Choosing a guardian for your children can be a very difficult decision to make, but it is an important decision that is well worth making. If you have not selected a guardian to care for your children in the event of your death, the court will make the decision for you. Most parents would rather have control over this very important — and very personal — decision.
There are many factors you should consider before choosing a guardian.
Will they be able to afford to provide for your children?
Do you want a married couple or does it matter if the person is single, dating or widowed?
Does the person share the same parenting style as you?
Does the person share the same values and morals as you?
Does it matter to you if the person has the same, different or no religion?
Does the person have the physical room to take on your child or children?
Does the person have children of their own to care for and, if not, is there a possibility of children in the future?
Will naming this person guardian mean your children will have to move out of state, move to a different school or otherwise uproot their lives?
Once you decide who you would like to serve as guardian, discuss it with them to make sure they are willing. While most people will agree to act as guardian, some may not be comfortable with it. It is also important to have an alternate choice in case your first choice is unable, unwilling or found unfit by the court to serve as your children’s caretaker.
It is also important to keep in mind that if the child’s other biological parent is still alive at the time of your death, they will be named as guardian regardless of your choice. The only time the surviving parent will not be able to serve as guardian is if they are proven to be unfit, has legally abandoned the child or declines the appointment.
Proving the surviving parent is unfit can be particularly difficult unless there is a well-documented history of drug, alcohol or child abuse, or mental illness.
Non-biological parents do not have rights to guardianship if a biological parent is still living. This can create a difficult situation when parents are divorced and one parent may not want the other to be the guardian.

• _RECORDED INFORMATION_

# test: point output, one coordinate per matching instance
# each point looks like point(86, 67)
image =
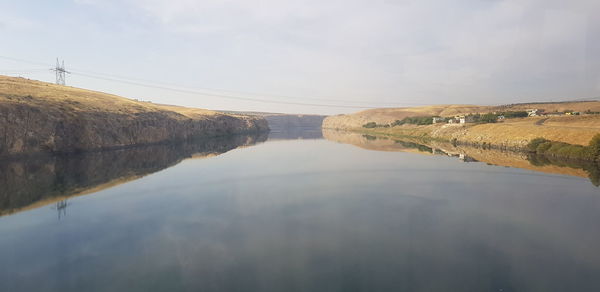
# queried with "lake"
point(296, 212)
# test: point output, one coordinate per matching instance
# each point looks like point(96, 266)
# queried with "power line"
point(218, 95)
point(144, 83)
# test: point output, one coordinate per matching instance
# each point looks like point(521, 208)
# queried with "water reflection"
point(470, 154)
point(313, 215)
point(37, 181)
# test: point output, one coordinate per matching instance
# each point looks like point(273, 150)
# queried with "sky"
point(312, 56)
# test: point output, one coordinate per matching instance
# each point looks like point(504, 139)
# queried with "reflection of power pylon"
point(61, 208)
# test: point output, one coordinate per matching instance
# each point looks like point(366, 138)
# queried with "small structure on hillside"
point(465, 119)
point(438, 120)
point(532, 112)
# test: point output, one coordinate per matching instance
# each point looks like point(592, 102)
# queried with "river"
point(294, 212)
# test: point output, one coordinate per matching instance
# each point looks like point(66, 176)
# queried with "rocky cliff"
point(42, 117)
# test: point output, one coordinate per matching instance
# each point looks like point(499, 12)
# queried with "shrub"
point(370, 125)
point(533, 144)
point(488, 118)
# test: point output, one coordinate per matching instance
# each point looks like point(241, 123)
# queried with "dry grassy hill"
point(389, 115)
point(512, 133)
point(37, 116)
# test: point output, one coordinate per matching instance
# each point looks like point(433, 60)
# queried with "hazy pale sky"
point(358, 53)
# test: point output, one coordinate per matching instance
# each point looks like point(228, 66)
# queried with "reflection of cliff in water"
point(36, 181)
point(287, 127)
point(468, 154)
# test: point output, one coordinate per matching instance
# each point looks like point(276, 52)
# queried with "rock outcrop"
point(42, 117)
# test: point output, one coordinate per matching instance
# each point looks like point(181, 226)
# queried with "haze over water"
point(294, 214)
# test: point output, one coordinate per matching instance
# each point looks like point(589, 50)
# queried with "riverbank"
point(513, 134)
point(42, 117)
point(466, 153)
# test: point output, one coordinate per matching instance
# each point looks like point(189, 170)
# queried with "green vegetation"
point(514, 114)
point(546, 147)
point(428, 120)
point(487, 118)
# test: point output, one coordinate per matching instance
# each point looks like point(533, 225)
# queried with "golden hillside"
point(42, 117)
point(389, 115)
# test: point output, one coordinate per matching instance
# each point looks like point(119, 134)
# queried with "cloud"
point(468, 51)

• _WHAT TO PRODUCE_
Transcribe the guardianship text starting at the words "Do you want" and ending after "in the future?". The material after the guardianship text is separate from it.

• _WRITTEN SOLUTION_
Do you want a married couple or does it matter if the person is single, dating or widowed?
Does the person share the same parenting style as you?
Does the person share the same values and morals as you?
Does it matter to you if the person has the same, different or no religion?
Does the person have the physical room to take on your child or children?
Does the person have children of their own to care for and, if not, is there a possibility of children in the future?